• [Work task]
Render each line of the material below as a row of a Markdown table with the columns "Row" and "Line", numbering the rows in order and omitting any blank lines.
Extracted material START
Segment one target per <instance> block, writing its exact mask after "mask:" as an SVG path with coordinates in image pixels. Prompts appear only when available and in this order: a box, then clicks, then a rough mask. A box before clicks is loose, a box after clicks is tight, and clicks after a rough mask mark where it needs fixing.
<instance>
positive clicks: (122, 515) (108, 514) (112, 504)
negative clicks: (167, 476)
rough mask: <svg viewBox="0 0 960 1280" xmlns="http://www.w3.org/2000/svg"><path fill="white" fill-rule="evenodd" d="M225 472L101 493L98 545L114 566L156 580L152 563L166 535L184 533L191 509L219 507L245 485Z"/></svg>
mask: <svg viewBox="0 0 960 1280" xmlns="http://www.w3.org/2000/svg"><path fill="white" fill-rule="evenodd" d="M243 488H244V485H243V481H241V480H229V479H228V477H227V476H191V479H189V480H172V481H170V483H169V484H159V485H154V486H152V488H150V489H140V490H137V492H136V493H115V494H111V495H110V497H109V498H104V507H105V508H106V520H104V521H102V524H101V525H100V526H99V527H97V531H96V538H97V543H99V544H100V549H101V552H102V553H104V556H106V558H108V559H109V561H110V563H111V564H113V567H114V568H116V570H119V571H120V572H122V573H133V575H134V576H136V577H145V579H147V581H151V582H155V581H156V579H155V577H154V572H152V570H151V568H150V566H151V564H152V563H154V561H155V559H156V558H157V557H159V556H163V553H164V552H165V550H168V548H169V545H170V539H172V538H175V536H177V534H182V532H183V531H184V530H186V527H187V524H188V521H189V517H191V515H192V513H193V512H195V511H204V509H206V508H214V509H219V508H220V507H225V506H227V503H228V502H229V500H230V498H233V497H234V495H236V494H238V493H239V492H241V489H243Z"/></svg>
Extracted material END
• [Written solution]
| Row | Line |
|---|---|
| 1 | Segment one target per <instance> block, writing its exact mask after "mask:" as an SVG path with coordinates in image pixels. Prompts appear only when available and in this order: a box, then clicks, then a rough mask. A box before clicks is loose, a box after clicks is tight, and clicks after a rough mask mark where it needs fixing. |
| 2 | <instance> |
| 3 | positive clicks: (122, 515) (108, 514) (112, 504) |
| 4 | negative clicks: (167, 476) |
| 5 | rough mask: <svg viewBox="0 0 960 1280" xmlns="http://www.w3.org/2000/svg"><path fill="white" fill-rule="evenodd" d="M225 472L101 493L98 545L114 566L156 580L152 563L166 535L184 533L191 509L219 507L245 485Z"/></svg> |
| 6 | mask: <svg viewBox="0 0 960 1280" xmlns="http://www.w3.org/2000/svg"><path fill="white" fill-rule="evenodd" d="M243 488H244V485H243V481H241V480H229V479H228V477H227V476H191V479H189V480H172V481H170V483H169V484H159V485H154V486H152V488H150V489H140V490H137V492H136V493H115V494H111V495H110V497H109V498H104V507H105V508H106V520H104V521H102V524H101V525H100V526H99V527H97V531H96V538H97V543H99V544H100V549H101V552H102V553H104V556H106V558H108V559H109V561H110V563H111V564H113V567H114V568H116V570H119V571H120V572H122V573H133V575H134V576H136V577H145V579H147V581H151V582H155V581H156V579H155V577H154V572H152V570H151V568H150V566H151V564H152V563H154V561H155V559H156V558H157V557H159V556H163V553H164V552H165V550H168V548H169V545H170V539H172V538H175V536H177V534H182V532H183V531H184V530H186V527H187V524H188V521H189V517H191V515H192V513H193V512H195V511H204V509H206V508H214V509H219V508H220V507H225V506H227V503H228V502H229V500H230V498H233V497H234V495H236V494H238V493H239V492H241V489H243Z"/></svg> |